### Exercise data
◇ ◇ ◇ ◇ ◇

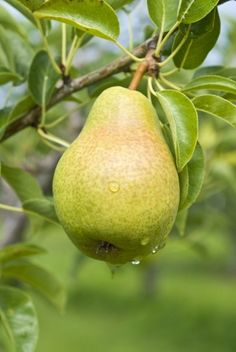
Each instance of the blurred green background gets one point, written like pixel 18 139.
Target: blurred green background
pixel 180 299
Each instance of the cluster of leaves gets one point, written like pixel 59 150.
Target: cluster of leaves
pixel 187 31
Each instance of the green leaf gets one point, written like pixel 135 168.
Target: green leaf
pixel 183 120
pixel 217 107
pixel 6 59
pixel 4 113
pixel 42 78
pixel 9 23
pixel 32 5
pixel 38 278
pixel 201 38
pixel 184 185
pixel 18 319
pixel 16 251
pixel 17 4
pixel 181 221
pixel 15 112
pixel 8 76
pixel 196 176
pixel 191 11
pixel 42 207
pixel 212 82
pixel 18 53
pixel 117 4
pixel 23 183
pixel 163 13
pixel 229 72
pixel 94 17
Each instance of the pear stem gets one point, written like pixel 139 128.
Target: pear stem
pixel 148 65
pixel 139 73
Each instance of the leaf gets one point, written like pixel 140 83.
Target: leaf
pixel 23 183
pixel 9 23
pixel 15 112
pixel 117 4
pixel 7 76
pixel 4 113
pixel 163 13
pixel 38 278
pixel 42 207
pixel 181 221
pixel 94 17
pixel 6 51
pixel 42 78
pixel 183 120
pixel 18 54
pixel 217 107
pixel 18 319
pixel 32 5
pixel 17 4
pixel 196 176
pixel 201 38
pixel 15 251
pixel 229 72
pixel 184 185
pixel 211 82
pixel 191 11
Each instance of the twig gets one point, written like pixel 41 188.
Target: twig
pixel 149 65
pixel 33 116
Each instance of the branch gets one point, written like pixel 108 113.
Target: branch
pixel 33 116
pixel 31 119
pixel 223 1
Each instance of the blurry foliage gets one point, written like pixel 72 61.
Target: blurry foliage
pixel 198 259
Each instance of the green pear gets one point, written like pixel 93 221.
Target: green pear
pixel 116 188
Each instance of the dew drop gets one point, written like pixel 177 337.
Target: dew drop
pixel 114 187
pixel 155 249
pixel 145 241
pixel 135 262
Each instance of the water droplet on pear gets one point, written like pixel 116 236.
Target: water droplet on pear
pixel 114 186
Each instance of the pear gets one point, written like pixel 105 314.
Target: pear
pixel 116 188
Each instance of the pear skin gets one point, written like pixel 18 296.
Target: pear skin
pixel 116 188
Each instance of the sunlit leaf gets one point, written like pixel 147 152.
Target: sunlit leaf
pixel 94 17
pixel 216 106
pixel 196 174
pixel 191 11
pixel 163 13
pixel 181 221
pixel 183 120
pixel 18 319
pixel 212 82
pixel 201 38
pixel 38 278
pixel 19 250
pixel 42 78
pixel 8 76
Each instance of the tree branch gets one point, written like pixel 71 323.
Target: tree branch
pixel 33 116
pixel 31 119
pixel 223 1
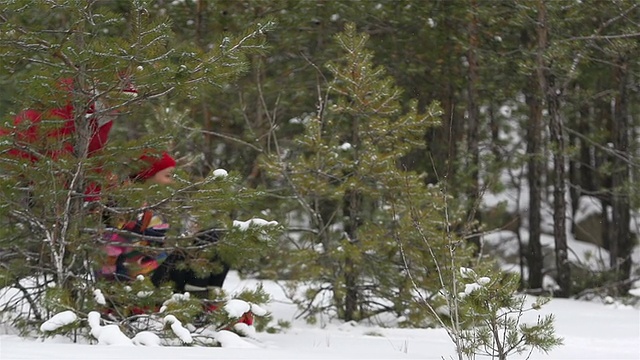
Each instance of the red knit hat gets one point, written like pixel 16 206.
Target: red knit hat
pixel 157 164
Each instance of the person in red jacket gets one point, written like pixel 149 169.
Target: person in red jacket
pixel 29 138
pixel 32 142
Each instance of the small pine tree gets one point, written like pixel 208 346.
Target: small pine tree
pixel 358 207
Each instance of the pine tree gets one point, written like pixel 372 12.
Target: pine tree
pixel 358 208
pixel 86 58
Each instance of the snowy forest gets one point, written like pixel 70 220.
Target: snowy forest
pixel 366 149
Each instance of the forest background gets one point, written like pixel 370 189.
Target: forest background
pixel 359 142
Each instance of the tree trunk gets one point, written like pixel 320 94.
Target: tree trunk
pixel 556 132
pixel 473 152
pixel 621 241
pixel 534 177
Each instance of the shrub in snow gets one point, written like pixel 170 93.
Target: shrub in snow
pixel 489 318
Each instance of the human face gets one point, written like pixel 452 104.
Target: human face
pixel 163 177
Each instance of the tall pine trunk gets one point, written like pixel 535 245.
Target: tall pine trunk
pixel 621 242
pixel 473 152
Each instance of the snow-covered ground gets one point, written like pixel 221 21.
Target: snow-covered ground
pixel 590 330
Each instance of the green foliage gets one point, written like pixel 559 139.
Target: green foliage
pixel 360 207
pixel 492 317
pixel 82 55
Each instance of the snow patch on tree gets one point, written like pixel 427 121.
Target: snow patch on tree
pixel 59 320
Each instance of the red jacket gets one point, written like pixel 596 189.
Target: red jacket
pixel 31 136
pixel 27 133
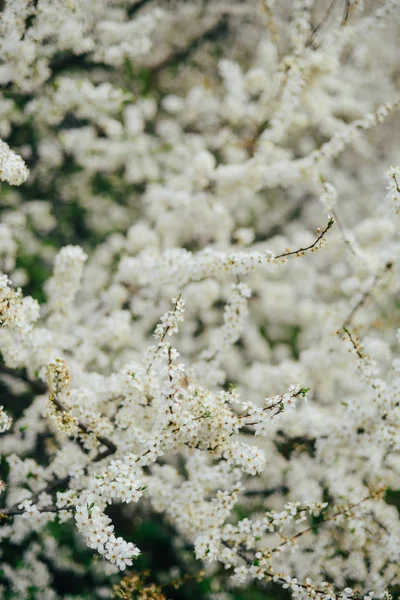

◇ ◇ ◇ ◇ ◇

### Work to complete
Within the listing above, locate the line containing "Each instance of the person" and the line containing "Each instance of the forest". Reproduce those two lines and all lines between them exactly, with nothing added.

### Answer section
Each instance of the person in red jacket gets one point, written like pixel 149 169.
Target: person in red jacket
pixel 29 138
pixel 32 142
Each instance of the small pine tree gets one point, written like pixel 208 346.
Target: small pine tree
pixel 358 207
Each instance of the pine tree gets one point, written like pixel 372 12.
Target: pine tree
pixel 358 208
pixel 86 58
Each instance of the snowy forest gets one point, written like pixel 70 220.
Target: snowy forest
pixel 366 149
Each instance of the forest background gets one point, written like pixel 370 189.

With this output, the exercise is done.